» **Problem to solve**
Please write out the entries below word for word. Begin at the line that contains "find every pickup" and stop after the last line of the entries.

Bounding-box entries
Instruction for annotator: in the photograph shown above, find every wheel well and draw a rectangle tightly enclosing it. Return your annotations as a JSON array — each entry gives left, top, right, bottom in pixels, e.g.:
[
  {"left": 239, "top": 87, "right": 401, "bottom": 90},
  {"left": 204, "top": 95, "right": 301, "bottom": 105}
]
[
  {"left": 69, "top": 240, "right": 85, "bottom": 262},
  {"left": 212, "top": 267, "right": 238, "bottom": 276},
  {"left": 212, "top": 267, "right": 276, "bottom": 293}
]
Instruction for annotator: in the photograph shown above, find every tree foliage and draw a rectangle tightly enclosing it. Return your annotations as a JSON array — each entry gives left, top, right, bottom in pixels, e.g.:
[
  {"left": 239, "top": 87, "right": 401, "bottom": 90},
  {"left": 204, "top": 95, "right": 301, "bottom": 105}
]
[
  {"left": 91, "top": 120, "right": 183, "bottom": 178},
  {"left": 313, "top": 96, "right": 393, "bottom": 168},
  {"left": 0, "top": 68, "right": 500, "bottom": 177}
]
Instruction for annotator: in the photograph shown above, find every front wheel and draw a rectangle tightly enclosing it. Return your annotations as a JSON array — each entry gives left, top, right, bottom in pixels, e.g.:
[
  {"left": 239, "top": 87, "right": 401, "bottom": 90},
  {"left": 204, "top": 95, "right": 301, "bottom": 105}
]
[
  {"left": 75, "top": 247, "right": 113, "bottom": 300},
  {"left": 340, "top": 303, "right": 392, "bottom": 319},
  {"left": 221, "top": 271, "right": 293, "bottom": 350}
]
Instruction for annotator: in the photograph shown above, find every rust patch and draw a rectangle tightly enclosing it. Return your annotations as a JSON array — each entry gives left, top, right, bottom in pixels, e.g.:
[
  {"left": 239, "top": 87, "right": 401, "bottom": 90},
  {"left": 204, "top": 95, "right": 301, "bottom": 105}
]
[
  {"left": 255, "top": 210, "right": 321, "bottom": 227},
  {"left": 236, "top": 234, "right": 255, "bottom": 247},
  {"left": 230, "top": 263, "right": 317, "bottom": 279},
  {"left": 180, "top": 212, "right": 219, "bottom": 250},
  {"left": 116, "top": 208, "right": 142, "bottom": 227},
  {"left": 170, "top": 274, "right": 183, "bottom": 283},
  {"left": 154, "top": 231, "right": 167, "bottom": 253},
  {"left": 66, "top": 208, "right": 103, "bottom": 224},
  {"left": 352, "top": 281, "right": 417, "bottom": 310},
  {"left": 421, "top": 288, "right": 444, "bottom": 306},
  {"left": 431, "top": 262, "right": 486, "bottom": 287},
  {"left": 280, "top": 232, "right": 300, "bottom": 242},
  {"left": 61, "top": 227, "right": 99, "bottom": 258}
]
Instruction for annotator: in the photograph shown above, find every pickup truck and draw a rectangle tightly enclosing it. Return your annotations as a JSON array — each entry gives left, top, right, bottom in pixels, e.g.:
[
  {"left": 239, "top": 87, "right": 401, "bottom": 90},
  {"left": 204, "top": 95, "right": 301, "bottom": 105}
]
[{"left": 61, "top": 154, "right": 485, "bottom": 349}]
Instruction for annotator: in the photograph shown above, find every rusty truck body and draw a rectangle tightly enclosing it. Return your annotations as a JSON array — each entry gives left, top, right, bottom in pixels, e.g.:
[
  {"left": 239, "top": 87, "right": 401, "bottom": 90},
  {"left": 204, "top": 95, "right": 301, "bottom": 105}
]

» **Response to the exercise**
Instruction for annotator: in the photograph shown above, find every pickup truck and draw a rectangle tightly enclosing it. Return your annotations as a JSON array — each entry gives left, top, right, bottom in pixels, e.g.:
[
  {"left": 239, "top": 87, "right": 401, "bottom": 90},
  {"left": 204, "top": 95, "right": 301, "bottom": 105}
]
[{"left": 61, "top": 154, "right": 485, "bottom": 349}]
Instruction for annotator: in the photograph shown above, find every rusty truck body and draw a rectangle tightly enclosing it. Return your annotations as a JSON array — each entry gives left, top, right, bottom in pixels, e.g.:
[
  {"left": 239, "top": 87, "right": 401, "bottom": 90},
  {"left": 204, "top": 95, "right": 301, "bottom": 105}
]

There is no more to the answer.